Point-per-instance localization data:

•••••

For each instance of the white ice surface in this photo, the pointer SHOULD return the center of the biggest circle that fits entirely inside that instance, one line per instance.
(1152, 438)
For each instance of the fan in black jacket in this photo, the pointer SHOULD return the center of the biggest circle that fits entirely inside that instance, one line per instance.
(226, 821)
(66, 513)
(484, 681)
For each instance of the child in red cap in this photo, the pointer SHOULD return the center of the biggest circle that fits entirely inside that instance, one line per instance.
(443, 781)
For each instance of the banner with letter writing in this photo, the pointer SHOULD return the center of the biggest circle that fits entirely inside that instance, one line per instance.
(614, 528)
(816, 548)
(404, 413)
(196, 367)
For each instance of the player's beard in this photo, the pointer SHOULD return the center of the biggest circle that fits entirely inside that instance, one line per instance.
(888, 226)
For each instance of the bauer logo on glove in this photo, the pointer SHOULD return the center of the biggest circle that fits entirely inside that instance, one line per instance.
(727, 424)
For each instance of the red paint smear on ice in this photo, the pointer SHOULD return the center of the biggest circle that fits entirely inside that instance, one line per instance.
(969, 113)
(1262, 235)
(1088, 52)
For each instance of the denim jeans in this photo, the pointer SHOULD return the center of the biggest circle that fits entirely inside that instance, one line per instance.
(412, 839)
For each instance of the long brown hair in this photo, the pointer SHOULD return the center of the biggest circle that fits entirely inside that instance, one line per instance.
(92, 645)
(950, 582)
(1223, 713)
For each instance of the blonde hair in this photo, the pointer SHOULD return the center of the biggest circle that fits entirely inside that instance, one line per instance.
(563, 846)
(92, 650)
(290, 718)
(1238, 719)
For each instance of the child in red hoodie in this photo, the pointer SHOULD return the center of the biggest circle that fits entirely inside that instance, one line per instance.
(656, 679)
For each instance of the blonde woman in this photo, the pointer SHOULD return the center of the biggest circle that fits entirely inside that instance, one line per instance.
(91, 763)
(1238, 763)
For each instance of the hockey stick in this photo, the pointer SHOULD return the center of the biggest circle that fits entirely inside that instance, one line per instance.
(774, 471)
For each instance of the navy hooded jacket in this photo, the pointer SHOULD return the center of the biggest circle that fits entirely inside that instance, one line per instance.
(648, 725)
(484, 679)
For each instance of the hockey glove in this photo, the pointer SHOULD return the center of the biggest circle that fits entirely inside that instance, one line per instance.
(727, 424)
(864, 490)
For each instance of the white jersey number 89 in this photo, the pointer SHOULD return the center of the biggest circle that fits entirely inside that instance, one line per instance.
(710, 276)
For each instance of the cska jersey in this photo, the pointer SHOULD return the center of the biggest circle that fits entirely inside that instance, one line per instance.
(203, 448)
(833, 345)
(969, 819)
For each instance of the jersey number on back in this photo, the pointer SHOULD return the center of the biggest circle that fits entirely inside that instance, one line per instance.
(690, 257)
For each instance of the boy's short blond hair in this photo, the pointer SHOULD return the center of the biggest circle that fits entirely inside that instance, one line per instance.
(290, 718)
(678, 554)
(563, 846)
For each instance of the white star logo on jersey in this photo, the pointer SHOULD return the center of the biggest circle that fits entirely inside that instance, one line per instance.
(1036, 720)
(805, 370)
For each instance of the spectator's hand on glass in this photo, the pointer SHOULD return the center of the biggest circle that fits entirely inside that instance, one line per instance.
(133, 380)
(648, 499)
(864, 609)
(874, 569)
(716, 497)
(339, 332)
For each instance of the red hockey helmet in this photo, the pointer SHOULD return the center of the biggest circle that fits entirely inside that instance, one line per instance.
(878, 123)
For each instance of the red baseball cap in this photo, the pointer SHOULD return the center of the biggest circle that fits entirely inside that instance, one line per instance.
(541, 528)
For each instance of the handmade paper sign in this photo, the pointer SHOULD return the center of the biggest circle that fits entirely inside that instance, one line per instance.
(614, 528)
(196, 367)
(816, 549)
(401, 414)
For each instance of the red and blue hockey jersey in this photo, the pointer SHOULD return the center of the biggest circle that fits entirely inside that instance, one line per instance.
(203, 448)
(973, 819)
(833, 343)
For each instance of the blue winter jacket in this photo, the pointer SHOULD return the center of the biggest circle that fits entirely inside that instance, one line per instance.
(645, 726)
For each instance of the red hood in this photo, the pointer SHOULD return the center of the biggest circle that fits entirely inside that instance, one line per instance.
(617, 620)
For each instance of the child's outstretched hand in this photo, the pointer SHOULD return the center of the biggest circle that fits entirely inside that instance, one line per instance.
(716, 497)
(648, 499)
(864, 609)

•••••

### Your assignment
Transcribe all of the records exactly.

### Final answer
For each instance of the white ice surface in this photo, the pointer SHOULD return the center of the biggest circle that fits entirely inside that instance, one line per instance.
(1152, 438)
For each instance of the fan in black jacket in this photo, the pointer SHOULD return the center of the biggest circle that fits entirely inside that instance, one line per instance.
(226, 821)
(66, 513)
(484, 681)
For each instance of the child in red cap in this photo, the pointer SHOULD return the center of the biggest circle that fits entirely inside that instance, one line per instance.
(443, 781)
For each instance of the banner with letter writing in this photo, the pointer SHOULD return the center of the biggest circle that fits entirely inside that instance, one line per instance.
(614, 528)
(816, 548)
(404, 413)
(196, 367)
For each instance of the player's beard in this photo, the pointer SHOULD return the center of the biggest circle that fits entirely inside that instance, one line per instance.
(888, 226)
For each instance of the bauer logo on glove in this photo, the pointer SHOULD return the center of the biggest circle that fits entirely inside that instance, one line per instance.
(727, 424)
For each instance of the red paint smear on ice in this photo, the pointer SHOULD return the center of the biggest circle that fits entirely inside that instance, one line per instance.
(969, 113)
(1262, 235)
(1088, 52)
For each instance of the denim jeans in this photo, the pointer SHOULD return the center of the biggest circle that fits entirely inside that instance, one line per instance.
(412, 839)
For each instance of the long brown hair in this photo, the pointer SHOULD return the center of the biggest circle that fits entirely inside that instance, one line per instance.
(92, 645)
(950, 582)
(1223, 713)
For each instance of the blonde hair in this photo, the pointer SHOULD return the center of the biggest circle that fits entirely inside that instance, one line per instance.
(563, 846)
(92, 650)
(290, 718)
(1238, 719)
For each instance of the child in red hoodie in this photo, the pointer SHOULD return the center of the biggest circle that fits entirely inside that instance, one line per instance.
(656, 679)
For each instance of the blonde woman in this photo, the pointer SHOULD return the center of the biggest circle that fits entirely inside that instance, one line per instance.
(91, 763)
(1238, 763)
For each instance of the hockey stick in this photo, the pointer SHOULD return the center of the biggest circle that fits entirely inside that instance, one line per instance.
(774, 471)
For each instance of the navy hooded jacket in this photo, the pointer SHOULD return the center of the biggest circle that fits entirely inside that instance, one line per instance.
(648, 725)
(484, 679)
For each instance of the hockey glove in this photo, the pointer SHOULD return the center of the biggest circle that fits entirely inside that instance, one line per instance.
(727, 424)
(864, 490)
For each instance of the white jersey number 89 in this photo, the pointer SHOULD return the center of the biggest circle that fits entirely inside that instance, one line per instance.
(710, 276)
For each instance of the cska jersey in this photo, the pointer SHOULD return the center of the biggest circle that fits entirely inside that instance, one line per instance.
(203, 448)
(833, 345)
(969, 819)
For each instance of the jersey number on back in this photo, the pointer SHOULD return the center of the biggest circle that fits entirely inside that instance, one line per instance.
(690, 257)
For each instance of the boy's short blond hair in this photo, the pointer SHOULD return the center of the biggest circle that fits entirely inside that instance, one line per instance.
(290, 718)
(678, 554)
(563, 846)
For each instance of the white star logo on jersey in this photo, the pointer SHOULD return the center of the biggest circle that fits entirely inside that instance, one line per instance.
(1036, 720)
(805, 370)
For each instance of the spectator's hand on glass in this photo, the pointer SHOULD return the center of the biggest circle that fits entirely inside that instance, one line per instance.
(133, 380)
(648, 499)
(864, 609)
(874, 569)
(716, 497)
(339, 332)
For each instance of the red hockey helmet in this photo, the pointer SHOULD return the center of the biggest circle that fits entirely inside that instance, one line per instance.
(878, 123)
For each instance of the red baseball cap in this photo, the pointer SHOULD return the center of the biggest circle that fits entirely inside that instance, one line per instance.
(541, 528)
For each instance of the handmade paper sign in this photo, the pointer SHOULD return the center of the biggest circle that fits entirely inside that instance, one line per instance.
(614, 528)
(196, 367)
(816, 549)
(401, 414)
For each instance of the red and blue hockey jersey in this photo, the pointer SHOULD return the center of the biggest circle that fits entirely inside that instance, one line per instance.
(203, 448)
(973, 819)
(833, 343)
For each instance of the blue winter jacket in this photo, the pointer SHOULD return the center of the biggest circle that fits entirely inside that instance, one line per instance.
(645, 726)
For each instance of the red hood in this photo, the pointer SHOULD return the center of the biggest circle that fits entirely inside that instance, one line per instance.
(617, 620)
For each instance of the child's outstretched hand in this photo, the pointer SHOULD return the center of the biggest circle that fits entirely inside that instance, one line per instance.
(716, 497)
(648, 499)
(864, 609)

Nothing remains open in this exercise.